▶ **Selected excerpt**:
*** Block opens ***

Emayatzy Corinealdi brought two large, overstuffed loose-leaf notebooks to lunch at Culina at the Four Seasons Hotel in Beverly Hills. It was mid-January, three days after her 33rd birthday, and Corinealdi, who won the Gotham Film Award for best actor for her breakthrough role in Middle of Nowhere, wanted to “reveal herself.” In the film, she plays a woman married to a man who is in prison, but she is dramatically different from her character. “Ruby is an introspective person,” Corinealdi said, as she slid into the booth. “I’m pretty much going to say what I feel.”
Middle of Nowhere, which debuted at the Sundance Film Festival in 2012, has dramatically altered her career. “It was the opportunity I was waiting for,” she said. “When I auditioned, I thought, This is the reason I drove here 10 years ago.” Corinealdi, who has short black hair and huge dark eyes, has an efficient way about her. Dressed in jeans and a loose beige sweater that camouflaged her striking curves, she seemed more like a young soccer mom than an aspiring actress. Her manner is more organized than artistic, and if she has demons, they are well hidden.
After examining the menu, Corinealdi decided on a bread salad with salmon. When her food arrived, she bowed her head and quietly said a prayer. She grew up as an Army brat, never staying long in any one place. When she was 15, her family moved from Fort Dix, in New Jersey, to Fort Knox, in Kansas. “I thought my life was over,” she said. “I remember thinking, In Kansas my name will be Evett—which is my middle name. I didn’t want to explain to anyone how to say Em-a-yat-zee.” She paused. “I was fighting all the time in school back then. But I calmed down.”
Corinealdi opened one of the giant albums, which chronicled her life until she was 22, when she decided to leave Leavenworth, Kansas, for Los Angeles. There was a photo of her in Mainz, Germany, on her 8th birthday, sitting in front of a giant cake in the shape of a bear. Corinealdi’s father, who was a cook in the Army and now works as head chef at a Hilton hotel in Kansas City, had baked it. “We left Germany when I was 11,” Corinealdi recalled. The photos jumped around: Corinealdi as a track star in short shorts; looking very Jersey in junior high school with long orange nails and a matching orange halter dress; backstage at a Los Angeles fashion show in a glittery silver ensemble. She was clearly a star wherever she went.

*** Block closes ***

▶ **Information supplied**:
*** Block opens ***

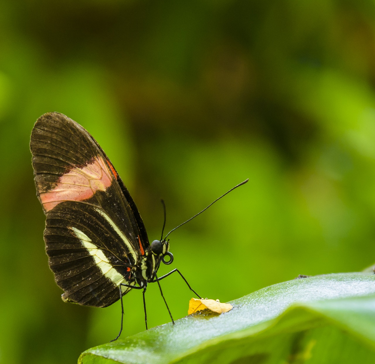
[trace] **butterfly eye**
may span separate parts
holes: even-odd
[[[167,255],[169,257],[170,259],[168,261],[166,261],[165,259],[165,256]],[[170,264],[173,261],[173,255],[170,252],[167,252],[163,256],[162,258],[162,261],[164,263],[164,264]]]
[[[151,251],[156,255],[163,254],[163,243],[160,240],[154,240],[151,243]]]

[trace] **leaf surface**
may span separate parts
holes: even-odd
[[[293,280],[230,303],[221,315],[201,312],[89,349],[78,363],[344,364],[375,357],[373,274]]]

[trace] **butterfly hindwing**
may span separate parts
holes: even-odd
[[[105,307],[118,299],[120,283],[134,283],[134,252],[97,206],[59,204],[47,214],[44,239],[50,267],[65,299]]]
[[[42,115],[30,146],[46,249],[63,299],[111,304],[119,282],[132,284],[131,267],[149,246],[135,204],[95,139],[65,115]]]

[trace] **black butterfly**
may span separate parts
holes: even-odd
[[[158,278],[160,263],[173,261],[166,239],[173,230],[150,244],[129,191],[85,129],[62,114],[45,114],[34,127],[30,148],[37,195],[46,216],[48,263],[64,301],[106,307],[121,298],[122,330],[122,296],[132,288],[143,289],[146,328],[148,283],[160,288],[159,280],[177,272],[201,297],[177,269]]]

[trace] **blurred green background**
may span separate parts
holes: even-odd
[[[44,250],[28,144],[41,114],[87,128],[152,240],[225,301],[375,261],[375,4],[47,0],[0,3],[0,362],[74,363],[114,338],[120,306],[64,303]],[[192,295],[162,286],[174,317]],[[156,285],[150,327],[169,322]],[[122,337],[144,329],[124,297]]]

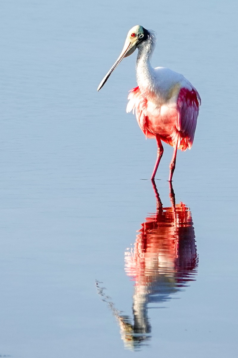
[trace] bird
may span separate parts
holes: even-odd
[[[151,179],[154,180],[163,153],[161,141],[173,147],[168,181],[172,181],[178,149],[191,149],[193,141],[201,98],[183,75],[163,67],[153,68],[151,59],[156,41],[155,33],[140,25],[129,32],[119,57],[97,88],[104,86],[122,60],[138,49],[136,64],[138,86],[130,92],[126,111],[135,112],[146,138],[154,138],[157,157]]]

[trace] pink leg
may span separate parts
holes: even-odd
[[[163,155],[163,153],[164,152],[164,149],[163,147],[163,146],[162,145],[162,143],[161,143],[160,138],[158,136],[156,136],[156,140],[157,141],[157,145],[158,146],[157,159],[156,159],[156,161],[155,163],[154,170],[153,171],[153,173],[152,173],[152,175],[151,178],[151,180],[153,180],[155,179],[155,174],[156,171],[157,171],[158,167],[159,166],[160,160],[161,159],[162,156]]]
[[[176,156],[177,155],[177,149],[178,149],[178,140],[177,140],[176,142],[175,143],[175,145],[174,147],[173,154],[173,158],[172,158],[172,160],[171,161],[171,163],[169,164],[169,169],[170,169],[170,172],[169,173],[169,177],[168,179],[169,182],[172,181],[172,177],[173,176],[173,172],[174,171],[174,169],[175,169],[175,163],[176,163]]]

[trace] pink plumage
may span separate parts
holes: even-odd
[[[147,138],[161,139],[174,146],[178,139],[178,149],[190,149],[193,141],[201,98],[197,91],[183,88],[178,96],[177,106],[168,108],[161,113],[161,107],[156,105],[153,111],[148,108],[148,100],[138,86],[133,88],[128,96],[130,101],[127,111],[135,111],[138,124]],[[151,106],[150,106],[151,108]]]
[[[201,99],[196,89],[180,73],[168,68],[153,68],[150,59],[155,46],[154,32],[139,25],[129,32],[122,51],[103,79],[98,91],[124,57],[138,49],[136,77],[138,86],[130,91],[127,112],[135,112],[138,124],[147,138],[157,142],[153,179],[163,152],[161,141],[174,148],[169,181],[175,168],[178,149],[190,149],[193,144]]]

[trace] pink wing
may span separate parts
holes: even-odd
[[[181,88],[178,97],[178,115],[177,128],[183,137],[182,150],[192,147],[197,125],[201,98],[197,90]],[[182,143],[181,143],[182,144]]]
[[[147,100],[142,95],[138,87],[130,91],[128,96],[130,100],[126,107],[127,113],[135,110],[138,124],[142,132],[147,138],[155,138],[155,136],[148,131],[147,114]]]

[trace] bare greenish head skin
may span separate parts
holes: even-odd
[[[98,91],[104,85],[111,74],[122,60],[133,53],[140,44],[147,40],[149,35],[147,30],[140,25],[136,25],[131,29],[127,36],[121,53],[101,82],[97,88]]]

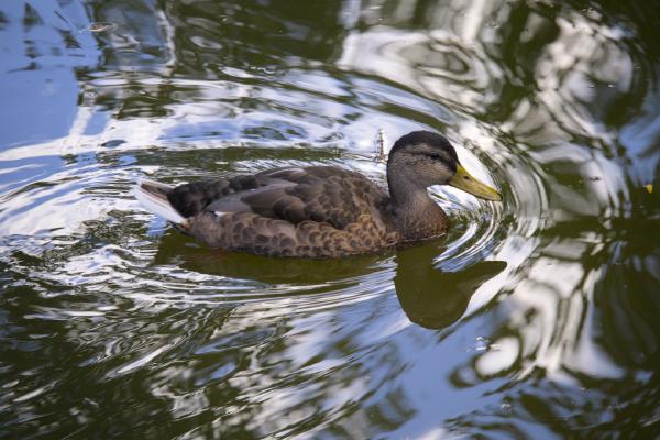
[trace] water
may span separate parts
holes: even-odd
[[[0,436],[660,432],[660,10],[547,1],[0,6]],[[444,133],[492,204],[338,261],[222,255],[189,182]]]

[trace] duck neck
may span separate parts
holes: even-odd
[[[442,234],[447,229],[447,216],[431,199],[427,188],[417,184],[414,176],[397,173],[387,164],[389,210],[404,240],[421,240]]]

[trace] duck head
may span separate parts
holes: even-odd
[[[387,179],[394,198],[397,194],[400,198],[410,189],[399,191],[397,187],[450,185],[482,199],[502,200],[497,190],[463,168],[454,147],[444,136],[430,131],[414,131],[395,142],[387,161]]]

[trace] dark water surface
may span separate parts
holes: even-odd
[[[660,433],[660,8],[0,3],[0,437]],[[384,255],[221,255],[183,183],[444,133],[502,204]],[[653,189],[654,188],[654,189]]]

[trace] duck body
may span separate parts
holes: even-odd
[[[177,187],[143,182],[135,196],[210,248],[316,258],[377,253],[440,237],[449,224],[426,188],[455,174],[455,152],[435,133],[411,135],[389,154],[389,190],[356,172],[307,166]],[[404,154],[411,143],[418,147]]]

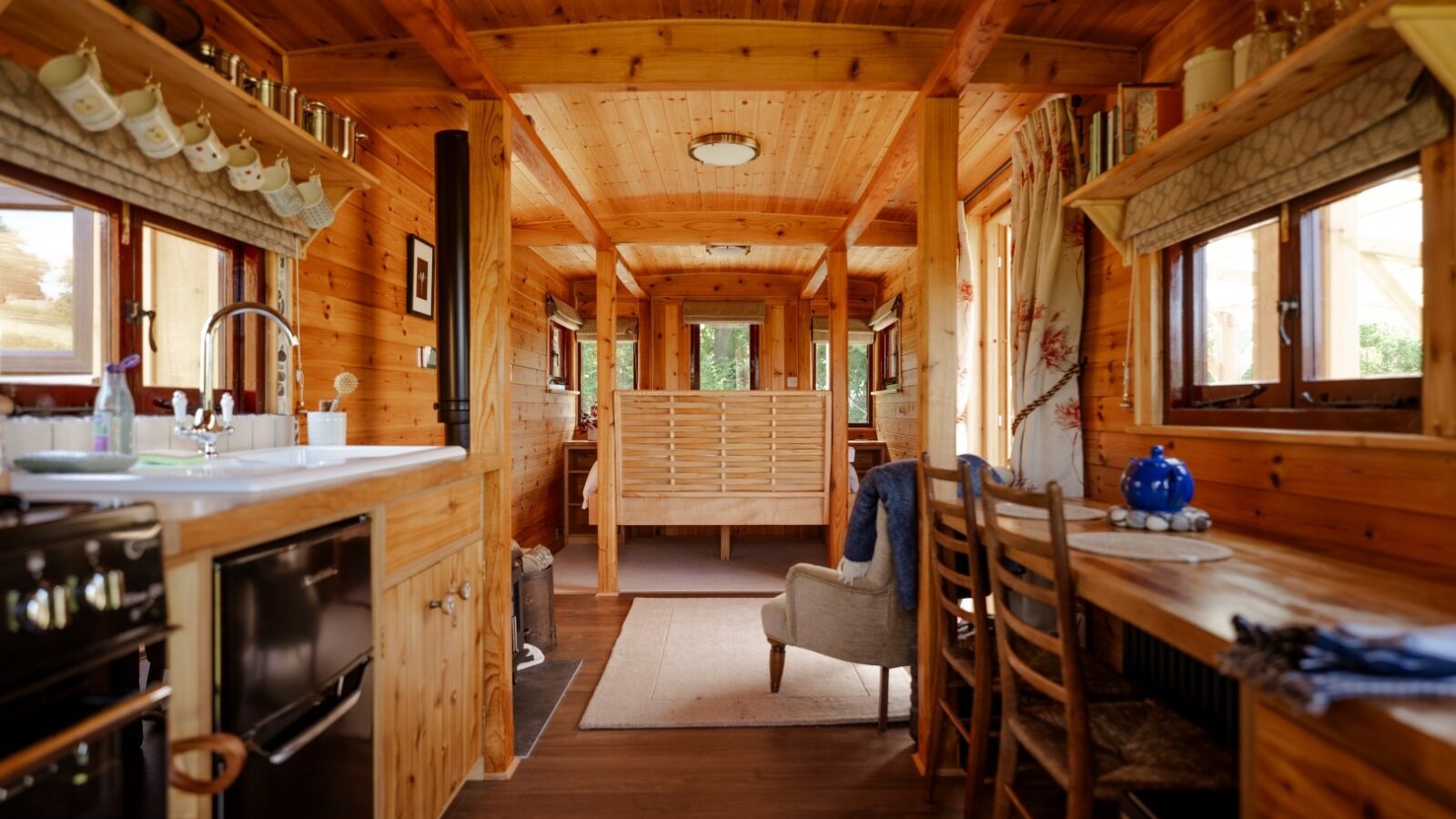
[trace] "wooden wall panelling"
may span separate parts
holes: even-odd
[[[577,395],[546,389],[546,296],[571,305],[571,281],[529,248],[511,251],[511,536],[523,548],[556,541],[562,444],[577,427]]]
[[[839,565],[849,529],[849,254],[828,262],[828,565]]]
[[[467,101],[470,133],[470,449],[511,452],[510,287],[511,124],[501,101]],[[485,475],[483,616],[485,771],[515,765],[511,705],[511,481],[510,466]]]
[[[434,192],[393,153],[387,140],[365,143],[360,162],[380,184],[355,191],[298,262],[303,402],[332,398],[347,369],[360,376],[345,404],[349,443],[441,444],[435,373],[415,363],[416,347],[435,344],[435,324],[405,312],[408,238],[434,240]]]
[[[1248,695],[1248,694],[1246,694]],[[1275,707],[1254,707],[1252,794],[1261,819],[1450,819],[1447,807],[1315,734]],[[1374,751],[1379,753],[1379,751]],[[1245,753],[1249,753],[1246,751]]]
[[[916,226],[920,233],[919,291],[920,325],[916,332],[920,350],[919,402],[920,447],[939,465],[955,463],[955,265],[958,255],[957,222],[961,203],[955,194],[955,143],[958,101],[927,98],[920,101],[920,201]],[[901,331],[901,338],[906,334]],[[927,523],[920,523],[920,542],[929,544]],[[935,646],[942,618],[935,614],[927,548],[920,554],[920,628],[919,666],[920,702],[932,701]],[[920,710],[920,748],[927,748],[930,708]]]
[[[617,254],[597,251],[597,593],[617,593]]]
[[[920,267],[916,256],[879,283],[879,302],[895,296],[900,305],[900,386],[878,392],[875,430],[890,446],[891,461],[920,456]]]

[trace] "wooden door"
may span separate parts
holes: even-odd
[[[443,605],[448,595],[450,614]],[[480,758],[480,605],[479,544],[380,596],[379,775],[387,819],[440,816]]]

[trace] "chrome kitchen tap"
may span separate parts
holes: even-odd
[[[288,319],[259,302],[234,302],[213,313],[213,318],[202,326],[202,405],[197,408],[188,420],[186,395],[182,391],[172,393],[172,417],[176,420],[176,433],[195,440],[202,447],[202,455],[217,458],[217,442],[233,434],[233,393],[224,392],[220,401],[220,414],[213,412],[213,334],[223,319],[240,313],[253,313],[272,319],[288,337],[288,342],[298,350],[298,335],[288,326]]]

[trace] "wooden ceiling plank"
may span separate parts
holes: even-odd
[[[1022,0],[980,0],[961,15],[961,22],[955,25],[945,52],[936,60],[935,70],[920,86],[920,95],[910,114],[900,124],[900,131],[890,144],[890,150],[871,175],[863,194],[855,203],[844,226],[840,227],[839,236],[824,249],[824,255],[814,265],[814,273],[805,280],[805,297],[811,297],[824,281],[828,254],[855,245],[869,223],[879,216],[885,201],[917,166],[920,102],[927,98],[960,96],[971,76],[990,55],[996,42],[1006,34],[1006,28],[1021,12],[1021,6]]]
[[[828,245],[843,219],[761,211],[664,211],[597,217],[617,245]],[[513,226],[518,246],[581,245],[585,239],[569,220],[520,222]],[[856,245],[913,248],[913,222],[875,220]]]
[[[448,0],[380,0],[396,20],[425,48],[430,57],[466,96],[501,99],[511,119],[515,157],[536,176],[593,246],[610,248],[612,239],[591,214],[585,200],[566,178],[556,159],[546,150],[536,128],[511,99],[485,57],[475,47]]]
[[[430,13],[428,6],[415,15]],[[434,47],[416,35],[290,51],[288,76],[317,95],[438,92],[456,79],[451,71],[469,70],[475,60],[462,52],[462,32],[428,34]],[[945,57],[951,34],[763,20],[638,20],[478,31],[464,38],[513,93],[920,90]],[[435,47],[448,50],[456,68],[431,60]],[[1093,92],[1140,76],[1134,48],[1013,35],[996,42],[974,73],[964,70],[964,61],[955,64],[962,67],[949,80],[960,83],[957,87]],[[486,90],[501,93],[494,86]]]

*** Block closes ***

▶ **Task to carry out**:
Rewrite the paragraph of the profile of Emayatzy Corinealdi that begins "Corinealdi opened one of the giant albums" as a short bulleted list that keeps its main facts. The items after the profile of Emayatzy Corinealdi are separate material and have no connection to it.

▶ **Output of the task**:
- One of Corinealdi's albums covers her life up to age 22, when she left Leavenworth, Kansas, for Los Angeles.
- A photo shows her 8th birthday in Mainz, Germany, with a bear-shaped cake baked by her father.
- Her father was an Army cook and is now head chef at a Hilton hotel in Kansas City.
- Her family left Germany when she was 11.
- Other photos show her as a track star, in junior high with long orange nails and an orange halter dress, and backstage at a Los Angeles fashion show in a glittery silver outfit.
- She was clearly a star wherever she went.